===== INPUT RECORDS

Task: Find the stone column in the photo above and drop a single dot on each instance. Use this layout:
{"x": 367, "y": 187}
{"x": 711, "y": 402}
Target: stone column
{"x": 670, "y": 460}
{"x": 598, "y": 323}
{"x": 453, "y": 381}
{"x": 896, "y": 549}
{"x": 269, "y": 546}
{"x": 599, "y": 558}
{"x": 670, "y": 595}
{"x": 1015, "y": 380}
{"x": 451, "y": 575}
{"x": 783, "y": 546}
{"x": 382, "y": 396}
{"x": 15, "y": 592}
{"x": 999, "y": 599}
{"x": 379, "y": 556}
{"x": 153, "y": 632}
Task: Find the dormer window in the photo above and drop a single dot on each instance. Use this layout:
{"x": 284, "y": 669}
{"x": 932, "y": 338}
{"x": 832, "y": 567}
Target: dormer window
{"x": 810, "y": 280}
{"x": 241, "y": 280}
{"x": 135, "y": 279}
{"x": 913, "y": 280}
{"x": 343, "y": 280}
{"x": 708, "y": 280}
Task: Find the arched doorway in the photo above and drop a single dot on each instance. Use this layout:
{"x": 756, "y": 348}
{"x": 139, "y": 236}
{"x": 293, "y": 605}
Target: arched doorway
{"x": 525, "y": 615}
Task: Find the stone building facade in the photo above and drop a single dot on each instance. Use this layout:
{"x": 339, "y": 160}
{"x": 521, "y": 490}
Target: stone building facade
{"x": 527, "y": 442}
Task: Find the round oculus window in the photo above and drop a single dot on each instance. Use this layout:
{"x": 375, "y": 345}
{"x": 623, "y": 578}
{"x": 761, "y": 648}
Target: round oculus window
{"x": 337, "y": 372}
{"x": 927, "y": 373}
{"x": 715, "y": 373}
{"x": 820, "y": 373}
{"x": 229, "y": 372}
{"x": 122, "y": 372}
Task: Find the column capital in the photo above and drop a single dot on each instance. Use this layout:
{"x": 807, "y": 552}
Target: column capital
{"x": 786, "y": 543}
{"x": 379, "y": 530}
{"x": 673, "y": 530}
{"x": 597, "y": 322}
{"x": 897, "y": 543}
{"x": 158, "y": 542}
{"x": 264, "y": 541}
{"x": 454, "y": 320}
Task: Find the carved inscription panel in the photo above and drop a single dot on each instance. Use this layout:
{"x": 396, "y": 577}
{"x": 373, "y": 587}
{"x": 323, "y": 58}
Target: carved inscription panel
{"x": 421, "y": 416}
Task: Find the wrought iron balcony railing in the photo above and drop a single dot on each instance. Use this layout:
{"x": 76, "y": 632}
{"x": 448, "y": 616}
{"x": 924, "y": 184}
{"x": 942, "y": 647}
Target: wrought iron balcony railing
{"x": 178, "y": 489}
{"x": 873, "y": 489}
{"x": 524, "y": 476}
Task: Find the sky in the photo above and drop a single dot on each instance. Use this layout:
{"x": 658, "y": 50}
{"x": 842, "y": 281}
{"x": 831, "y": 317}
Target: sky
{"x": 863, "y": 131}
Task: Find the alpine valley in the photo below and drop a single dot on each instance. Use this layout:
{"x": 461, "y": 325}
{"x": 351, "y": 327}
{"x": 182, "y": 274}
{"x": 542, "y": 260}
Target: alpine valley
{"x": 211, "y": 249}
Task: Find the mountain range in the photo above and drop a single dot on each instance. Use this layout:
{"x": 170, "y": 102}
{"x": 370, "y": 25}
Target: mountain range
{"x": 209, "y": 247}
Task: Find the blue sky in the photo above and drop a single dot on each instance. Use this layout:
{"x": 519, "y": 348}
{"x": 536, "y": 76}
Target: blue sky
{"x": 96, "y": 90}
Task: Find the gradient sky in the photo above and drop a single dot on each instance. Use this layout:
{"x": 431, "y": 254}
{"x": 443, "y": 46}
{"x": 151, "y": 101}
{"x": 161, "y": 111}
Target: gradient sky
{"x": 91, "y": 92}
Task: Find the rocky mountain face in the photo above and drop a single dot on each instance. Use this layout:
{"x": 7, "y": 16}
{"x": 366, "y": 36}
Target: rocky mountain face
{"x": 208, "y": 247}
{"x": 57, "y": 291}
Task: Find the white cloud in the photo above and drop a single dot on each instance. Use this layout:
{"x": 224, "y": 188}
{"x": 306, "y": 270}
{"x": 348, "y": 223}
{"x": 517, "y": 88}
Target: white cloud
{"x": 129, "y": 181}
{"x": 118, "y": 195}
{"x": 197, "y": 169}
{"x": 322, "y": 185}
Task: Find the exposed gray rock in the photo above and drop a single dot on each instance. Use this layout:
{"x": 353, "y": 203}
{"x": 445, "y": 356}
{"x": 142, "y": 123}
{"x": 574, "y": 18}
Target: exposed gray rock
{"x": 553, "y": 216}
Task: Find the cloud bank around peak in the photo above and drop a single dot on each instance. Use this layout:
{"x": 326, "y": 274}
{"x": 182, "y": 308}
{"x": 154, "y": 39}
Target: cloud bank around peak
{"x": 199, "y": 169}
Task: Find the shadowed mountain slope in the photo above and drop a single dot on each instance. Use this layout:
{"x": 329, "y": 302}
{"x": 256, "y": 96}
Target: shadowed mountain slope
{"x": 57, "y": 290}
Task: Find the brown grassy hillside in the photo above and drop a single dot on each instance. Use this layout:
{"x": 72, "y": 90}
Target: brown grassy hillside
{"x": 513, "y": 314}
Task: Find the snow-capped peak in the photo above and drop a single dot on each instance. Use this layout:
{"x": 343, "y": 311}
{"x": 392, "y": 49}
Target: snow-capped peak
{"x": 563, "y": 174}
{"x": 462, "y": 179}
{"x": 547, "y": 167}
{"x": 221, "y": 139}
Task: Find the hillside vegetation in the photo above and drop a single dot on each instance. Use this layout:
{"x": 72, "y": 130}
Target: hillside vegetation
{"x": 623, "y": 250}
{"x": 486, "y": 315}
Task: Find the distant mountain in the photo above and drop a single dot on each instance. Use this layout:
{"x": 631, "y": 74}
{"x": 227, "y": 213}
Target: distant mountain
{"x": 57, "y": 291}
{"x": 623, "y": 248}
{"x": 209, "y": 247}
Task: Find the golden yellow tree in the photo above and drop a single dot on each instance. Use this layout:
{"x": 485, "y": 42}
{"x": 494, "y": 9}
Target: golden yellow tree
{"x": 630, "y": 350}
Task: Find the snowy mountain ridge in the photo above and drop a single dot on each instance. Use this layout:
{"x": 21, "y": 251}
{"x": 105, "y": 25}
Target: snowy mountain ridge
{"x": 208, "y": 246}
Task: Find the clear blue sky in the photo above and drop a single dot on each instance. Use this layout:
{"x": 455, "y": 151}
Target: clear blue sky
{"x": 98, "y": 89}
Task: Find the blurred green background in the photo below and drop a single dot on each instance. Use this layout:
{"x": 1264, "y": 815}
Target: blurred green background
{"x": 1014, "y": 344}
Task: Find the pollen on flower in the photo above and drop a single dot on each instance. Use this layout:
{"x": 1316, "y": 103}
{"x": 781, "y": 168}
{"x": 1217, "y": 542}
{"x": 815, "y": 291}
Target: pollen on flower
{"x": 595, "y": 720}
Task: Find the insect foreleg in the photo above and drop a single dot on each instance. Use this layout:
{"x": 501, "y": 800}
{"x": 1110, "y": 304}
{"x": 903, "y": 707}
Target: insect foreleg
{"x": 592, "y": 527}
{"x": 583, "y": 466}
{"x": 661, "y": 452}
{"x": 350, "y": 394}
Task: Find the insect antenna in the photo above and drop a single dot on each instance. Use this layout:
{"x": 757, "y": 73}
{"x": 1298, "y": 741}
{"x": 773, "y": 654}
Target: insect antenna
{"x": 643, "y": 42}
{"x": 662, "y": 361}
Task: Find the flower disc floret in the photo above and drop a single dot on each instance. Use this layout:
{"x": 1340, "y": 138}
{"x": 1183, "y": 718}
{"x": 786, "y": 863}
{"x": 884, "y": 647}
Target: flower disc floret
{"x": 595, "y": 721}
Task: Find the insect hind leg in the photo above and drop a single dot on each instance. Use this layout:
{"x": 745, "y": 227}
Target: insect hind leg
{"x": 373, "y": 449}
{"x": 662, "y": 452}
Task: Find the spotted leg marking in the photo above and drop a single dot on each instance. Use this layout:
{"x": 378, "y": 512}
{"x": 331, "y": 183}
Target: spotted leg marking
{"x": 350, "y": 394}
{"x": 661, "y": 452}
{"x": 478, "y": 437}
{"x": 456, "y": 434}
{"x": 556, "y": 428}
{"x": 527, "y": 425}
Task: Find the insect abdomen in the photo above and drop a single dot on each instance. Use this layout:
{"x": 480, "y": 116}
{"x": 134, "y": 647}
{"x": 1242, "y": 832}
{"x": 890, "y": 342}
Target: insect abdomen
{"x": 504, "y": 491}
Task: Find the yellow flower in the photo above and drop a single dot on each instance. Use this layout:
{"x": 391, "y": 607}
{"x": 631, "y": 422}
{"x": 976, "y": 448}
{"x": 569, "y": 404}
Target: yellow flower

==========

- YOUR OBJECTIVE -
Repeat exactly the lines above, starting with the line that contains "Task: Find the pollen" and ending with the last line, both included, and nothing else.

- WRITTEN SOLUTION -
Task: Find the pollen on flower in the photo above and drop a single dot on each instance. Use this layout:
{"x": 1316, "y": 103}
{"x": 781, "y": 168}
{"x": 1217, "y": 542}
{"x": 815, "y": 291}
Target: pollen on flower
{"x": 595, "y": 720}
Task: Find the insect foreleg in the photo above and drop a single dot on each instance. Use this layout:
{"x": 501, "y": 800}
{"x": 1110, "y": 304}
{"x": 903, "y": 707}
Target: insect foreleg
{"x": 592, "y": 527}
{"x": 583, "y": 466}
{"x": 661, "y": 452}
{"x": 350, "y": 394}
Task: Find the insect antenna in the photo above and drop a single dot on each instance. Use this layout:
{"x": 757, "y": 73}
{"x": 1298, "y": 741}
{"x": 773, "y": 654}
Target: insect antenna
{"x": 643, "y": 42}
{"x": 662, "y": 361}
Task: Find the flower disc floret in the photo above and drop a single dot on each instance. Use this layout:
{"x": 1340, "y": 138}
{"x": 1183, "y": 718}
{"x": 786, "y": 863}
{"x": 884, "y": 647}
Target: flower disc floret
{"x": 595, "y": 721}
Task: Find the insect hind leg in the photo above and drop a single dot on each instance. Use this layout:
{"x": 745, "y": 227}
Target: insect hind leg
{"x": 373, "y": 449}
{"x": 662, "y": 452}
Task: Find the spotted leg marking in the photo above and drop a single dot on each instance. Use this layout:
{"x": 378, "y": 512}
{"x": 331, "y": 183}
Target: spotted leg marking
{"x": 350, "y": 394}
{"x": 661, "y": 452}
{"x": 478, "y": 437}
{"x": 456, "y": 434}
{"x": 556, "y": 428}
{"x": 527, "y": 425}
Task: Find the insect abdomen in the photo above and drop a single dot on each instance. Use this layout:
{"x": 480, "y": 116}
{"x": 134, "y": 647}
{"x": 1242, "y": 832}
{"x": 890, "y": 342}
Target: insect abdomen
{"x": 504, "y": 491}
Task: Find the yellow flower in the photo above and drop a single dot on each instance. Use this layout:
{"x": 391, "y": 607}
{"x": 631, "y": 422}
{"x": 976, "y": 448}
{"x": 569, "y": 404}
Target: yellow flower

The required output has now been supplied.